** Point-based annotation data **
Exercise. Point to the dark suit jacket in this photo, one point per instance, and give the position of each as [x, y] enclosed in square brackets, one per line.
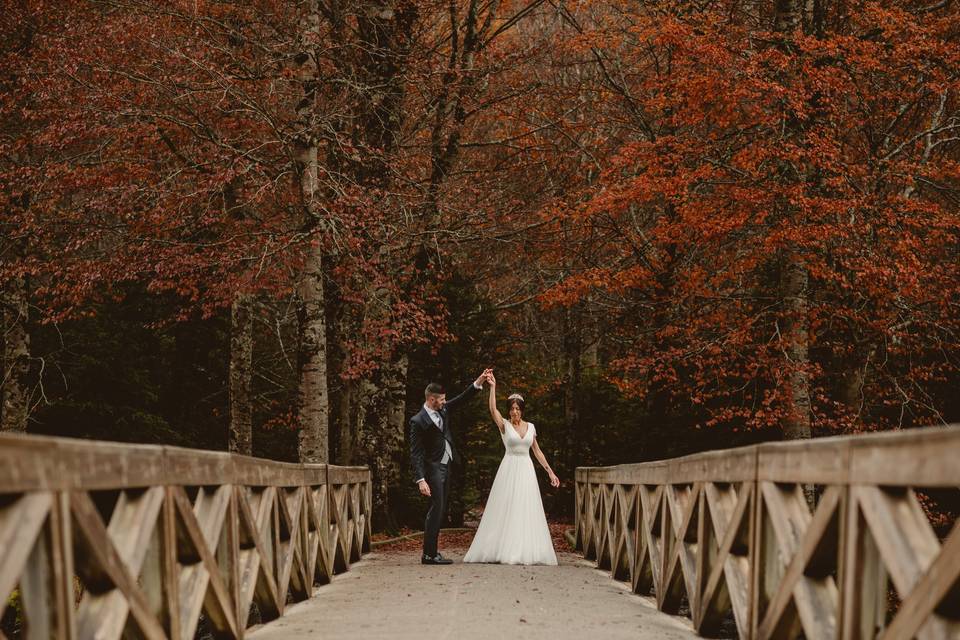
[426, 440]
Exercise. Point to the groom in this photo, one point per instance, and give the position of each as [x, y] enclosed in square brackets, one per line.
[431, 452]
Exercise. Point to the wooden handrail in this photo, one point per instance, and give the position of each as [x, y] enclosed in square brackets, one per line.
[732, 533]
[102, 539]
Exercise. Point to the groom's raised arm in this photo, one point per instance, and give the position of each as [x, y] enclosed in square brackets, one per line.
[469, 392]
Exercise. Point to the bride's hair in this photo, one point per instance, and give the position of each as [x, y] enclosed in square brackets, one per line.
[516, 398]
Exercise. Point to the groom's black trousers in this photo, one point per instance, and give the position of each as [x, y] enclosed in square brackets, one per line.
[438, 477]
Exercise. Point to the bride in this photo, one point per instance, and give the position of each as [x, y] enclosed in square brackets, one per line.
[513, 528]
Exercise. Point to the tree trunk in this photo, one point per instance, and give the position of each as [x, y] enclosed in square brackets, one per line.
[313, 397]
[796, 340]
[392, 436]
[794, 278]
[16, 359]
[240, 438]
[347, 424]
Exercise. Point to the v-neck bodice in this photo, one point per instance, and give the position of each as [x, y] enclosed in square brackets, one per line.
[514, 442]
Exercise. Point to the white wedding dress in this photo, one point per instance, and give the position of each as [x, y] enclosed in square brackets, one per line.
[513, 528]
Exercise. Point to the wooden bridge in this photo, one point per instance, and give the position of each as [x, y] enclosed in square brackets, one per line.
[103, 540]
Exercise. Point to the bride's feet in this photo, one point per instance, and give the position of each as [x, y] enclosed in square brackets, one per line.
[437, 559]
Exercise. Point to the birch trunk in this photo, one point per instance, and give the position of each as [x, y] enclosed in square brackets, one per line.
[240, 438]
[16, 359]
[313, 440]
[795, 335]
[794, 278]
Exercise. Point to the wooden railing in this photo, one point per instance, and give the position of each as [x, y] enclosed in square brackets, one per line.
[103, 540]
[731, 532]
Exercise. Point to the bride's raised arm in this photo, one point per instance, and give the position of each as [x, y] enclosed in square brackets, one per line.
[494, 413]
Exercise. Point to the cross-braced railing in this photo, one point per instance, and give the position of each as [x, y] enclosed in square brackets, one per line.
[732, 533]
[103, 540]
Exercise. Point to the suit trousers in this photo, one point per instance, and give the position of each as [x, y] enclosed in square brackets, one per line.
[438, 478]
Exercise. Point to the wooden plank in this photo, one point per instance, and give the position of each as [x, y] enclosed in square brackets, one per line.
[925, 457]
[20, 526]
[818, 461]
[936, 582]
[202, 581]
[862, 576]
[729, 465]
[734, 569]
[816, 600]
[903, 535]
[31, 463]
[100, 553]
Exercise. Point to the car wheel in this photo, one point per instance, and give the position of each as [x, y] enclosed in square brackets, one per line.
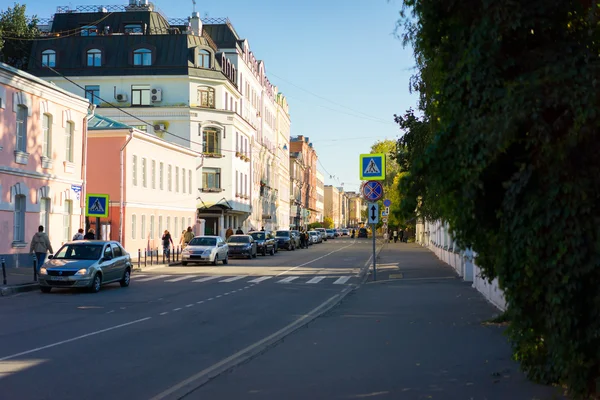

** Your task **
Locate each line in the records that contains the string "bride" and copy every such line in full. Case counts.

** Result below **
Exercise. Point to the bride's hair in this photo, one point per instance, and give the position of each as [x, y] enclosed in square brackets, one per line.
Exercise. Point to the bride in this photo, one point per instance, and give the position of each as [x, y] enclosed in square brackets, one per line.
Exercise. Point to the bride's feet in this photo, one point per instance, and give the position of each as [x, y] enclosed in square brackets, one per line.
Exercise. Point to the bride's raised arm in this photo, one point per instance, and give the position of each as [x, y] enclosed in square brackets, one per line.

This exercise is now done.